Con distancia e incredulidad
asisto a la ceremonia del mal tiempo que asola mi casa, mi tierra, mis
rincones. El fin del mundo pasado por agua. Con esas olas majestuosas que
esconden una ferocidad brutal. Asustan por impredecibles. O todo lo contrario.
No es la primera vez que nos azota con tanta fuerza, pero cada ocasión en que
nos asola sorprende. Me produce auténtico pavor, imaginar un mundo derrotado
por los mares. Con toda la carga que eso conlleva. No entiendo a toda esa gente
que, envalentonada, se presenta frente al temporal y juega al gato y el ratón.

▶ **Ejercicio breve**
Reproduce completo y sin ningún cambio el texto sobre el temporal.

Extracto del conjunto de datos
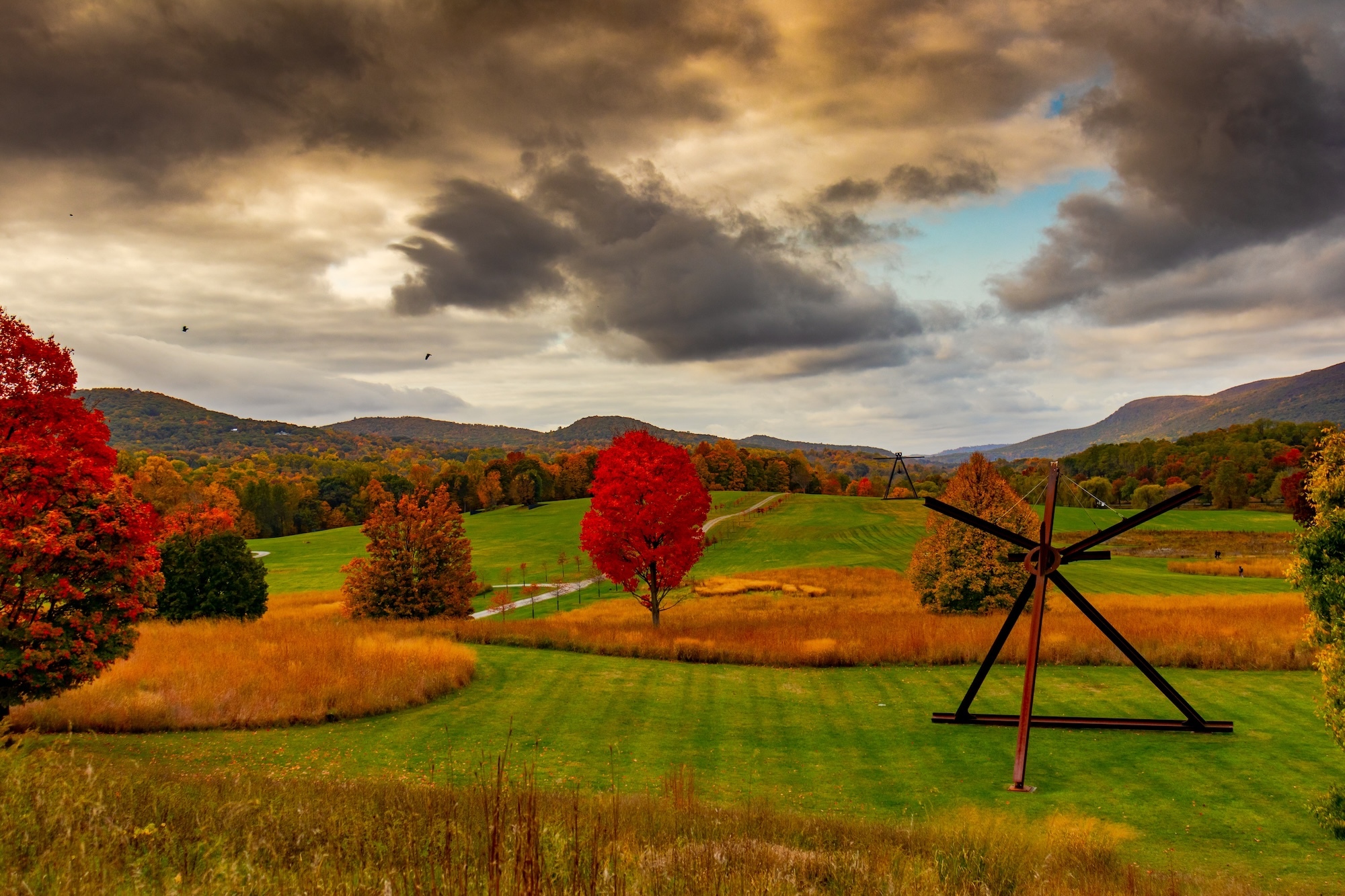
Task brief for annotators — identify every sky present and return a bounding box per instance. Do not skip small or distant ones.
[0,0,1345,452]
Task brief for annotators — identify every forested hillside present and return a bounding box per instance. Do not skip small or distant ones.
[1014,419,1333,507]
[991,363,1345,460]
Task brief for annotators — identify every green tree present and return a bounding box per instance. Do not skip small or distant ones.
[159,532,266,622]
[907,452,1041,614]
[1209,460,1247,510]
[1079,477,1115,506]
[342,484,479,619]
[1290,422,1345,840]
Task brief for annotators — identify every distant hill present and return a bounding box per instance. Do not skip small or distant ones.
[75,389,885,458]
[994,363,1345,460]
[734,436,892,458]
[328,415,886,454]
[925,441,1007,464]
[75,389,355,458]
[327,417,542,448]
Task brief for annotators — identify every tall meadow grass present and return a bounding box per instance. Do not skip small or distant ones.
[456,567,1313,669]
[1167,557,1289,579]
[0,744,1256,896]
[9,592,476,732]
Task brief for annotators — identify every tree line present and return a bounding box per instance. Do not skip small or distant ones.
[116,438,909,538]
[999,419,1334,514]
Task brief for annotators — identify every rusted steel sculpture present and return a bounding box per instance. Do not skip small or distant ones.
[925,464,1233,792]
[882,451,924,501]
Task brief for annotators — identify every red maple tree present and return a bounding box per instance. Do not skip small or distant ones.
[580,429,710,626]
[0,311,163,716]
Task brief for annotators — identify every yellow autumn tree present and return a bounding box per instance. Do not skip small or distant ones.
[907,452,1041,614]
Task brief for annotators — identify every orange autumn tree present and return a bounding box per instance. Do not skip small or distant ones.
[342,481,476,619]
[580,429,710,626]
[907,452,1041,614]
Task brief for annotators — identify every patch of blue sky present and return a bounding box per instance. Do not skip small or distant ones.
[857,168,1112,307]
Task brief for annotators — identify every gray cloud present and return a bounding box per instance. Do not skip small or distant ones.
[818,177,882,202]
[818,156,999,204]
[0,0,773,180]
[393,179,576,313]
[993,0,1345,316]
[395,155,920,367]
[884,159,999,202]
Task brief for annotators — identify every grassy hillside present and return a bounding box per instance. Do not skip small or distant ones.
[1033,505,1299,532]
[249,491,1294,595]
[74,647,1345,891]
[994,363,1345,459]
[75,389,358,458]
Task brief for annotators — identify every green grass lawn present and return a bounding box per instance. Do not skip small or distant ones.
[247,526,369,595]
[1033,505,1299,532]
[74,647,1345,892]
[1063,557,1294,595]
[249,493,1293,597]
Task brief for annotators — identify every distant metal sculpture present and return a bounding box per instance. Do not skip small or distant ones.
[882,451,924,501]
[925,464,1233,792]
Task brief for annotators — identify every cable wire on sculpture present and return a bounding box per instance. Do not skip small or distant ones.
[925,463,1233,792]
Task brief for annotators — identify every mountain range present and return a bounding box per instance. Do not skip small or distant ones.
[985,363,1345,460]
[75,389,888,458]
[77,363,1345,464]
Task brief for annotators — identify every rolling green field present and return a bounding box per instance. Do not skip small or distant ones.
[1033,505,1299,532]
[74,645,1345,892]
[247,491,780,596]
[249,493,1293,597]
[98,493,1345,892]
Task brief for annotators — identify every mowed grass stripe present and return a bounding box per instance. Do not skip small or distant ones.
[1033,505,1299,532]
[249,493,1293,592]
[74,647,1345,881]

* * *

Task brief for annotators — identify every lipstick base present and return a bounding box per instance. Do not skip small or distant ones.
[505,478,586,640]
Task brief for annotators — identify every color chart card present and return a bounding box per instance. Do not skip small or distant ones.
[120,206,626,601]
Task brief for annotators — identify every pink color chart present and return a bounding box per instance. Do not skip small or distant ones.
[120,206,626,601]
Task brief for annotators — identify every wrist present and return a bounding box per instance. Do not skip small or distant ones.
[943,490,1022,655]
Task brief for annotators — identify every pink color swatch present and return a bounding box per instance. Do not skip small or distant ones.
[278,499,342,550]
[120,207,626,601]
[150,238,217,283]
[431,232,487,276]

▶ **Respuesta**
Con distancia e incredulidad
asisto a la ceremonia del mal tiempo que asola mi casa, mi tierra, mis
rincones. El fin del mundo pasado por agua. Con esas olas majestuosas que
esconden una ferocidad brutal. Asustan por impredecibles. O todo lo contrario.
No es la primera vez que nos azota con tanta fuerza, pero cada ocasión en que
nos asola sorprende. Me produce auténtico pavor, imaginar un mundo derrotado
por los mares. Con toda la carga que eso conlleva. No entiendo a toda esa gente
que, envalentonada, se presenta frente al temporal y juega al gato y el ratón.